Prompt 1: Say whether each statement agrees with the breakfast post. Answer yes or no, and quote the words of the post that decide it. (a) Every client of the writer who reached their goal weight in the last 15 years eats breakfast. (b) The writer says research has proven the body's defense mechanisms against food scarcity. (c) In the dinner example, the person goes 12 hours without eating.
Prompt 2: From the breakfast post, extract the passage from "It has been" up to and including "who skip breakfast.".

**** Supplied text ****

Sunday, March 13, 2016

If I Am Not Hungry, Is It OK To Skip Breakfast?

It has been a really big surprise to me as a nutritionist to learn just how many people don’t eat breakfast in the morning.  I, for one, am starving when I wake up and have been ever since I have been a little kid. I don’t know how anyone can wait until lunch for their first calories of the day. Either way, I am often asked if it is OK to skip breakfast, particularly by those looking to lose weight.

Will skipping breakfast impact one’s ability to lose weight?
The research goes back and forth on this one and I don’t think we really do know for sure. I have seen evidence of a decreased weight loss in breakfast skippers and I have seen evidence that there is no difference in weight loss when comparing breakfast eaters to those who skip breakfast.

I can tell you this anecdotally, in the last 15 years, every one of my clients who hits their goal weight eats breakfast. Here is my theory as to why it is important:

Since humans evolved in times of famine and food scarcity, I feel that over the years our bodies developed defense mechanisms to protect us from these events.

When food starts to get in short supply, I believe that our body tries to prevent fat stores from dropping too low. This is accomplished 2 ways. #1) Our metabolism slows down so it takes fewer calories to get through a day. #2) In an effort to preserve fat stores, we start to burn muscle for energy. There is evidence of this in the research literature. When people lose weight by really restricting their calories, you start to see a lower metabolic rate and a significant loss of lean body mass.

Say you eat dinner at 6:30 PM, go to bed, skip breakfast and eat at noon the next day. You have gone 17½ hours without eating food, almost a full day. I believe that this does bad things to your metabolism and makes it harder to lose weight. It is also my opinion that when the body notices a steady and consistent supply of calories every few hours, it is more likely to release its fat stores, and that is why I don’t like my clients to skip breakfast. Again this is my theory, I don’t think there has been enough research on these defense mechanisms to prove or disprove them.

Some other reasons to eat breakfast:
1) It will help keep your blood sugar stable, which has a very nice impact on your energy, mood and ability to focus.

2) When you skip breakfast, you tend to make up the calories by snacking. In general, snack foods aren’t as healthy as planned meals.

3) I don’t think it is possible to get all of the good nutrition your body needs in a day in just two meals. Eating three meals makes it much easier to hit goals for fruits, vegetables, protein, vitamins, minerals, fiber, anti-oxidants, etc.

So in conclusion, everyone should eat a healthy breakfast. This is especially important if you are trying to drop a few pounds.

**** Data extracts ****

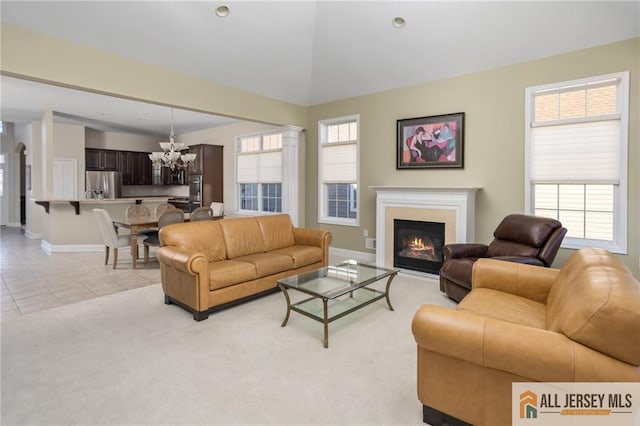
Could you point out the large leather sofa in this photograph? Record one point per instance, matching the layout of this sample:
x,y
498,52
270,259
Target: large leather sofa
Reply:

****

Final answer 1:
(a) Yes: "in the last 15 years, every one of my clients who hits their goal weight eats breakfast"
(b) No: "I don’t think there has been enough research on these defense mechanisms to prove or disprove them"
(c) No: "You have gone 17½ hours without eating food"

Final answer 2:
It has been a really big surprise to me as a nutritionist to learn just how many people don’t eat breakfast in the morning.  I, for one, am starving when I wake up and have been ever since I have been a little kid. I don’t know how anyone can wait until lunch for their first calories of the day. Either way, I am often asked if it is OK to skip breakfast, particularly by those looking to lose weight.

Will skipping breakfast impact one’s ability to lose weight?
The research goes back and forth on this one and I don’t think we really do know for sure. I have seen evidence of a decreased weight loss in breakfast skippers and I have seen evidence that there is no difference in weight loss when comparing breakfast eaters to those who skip breakfast.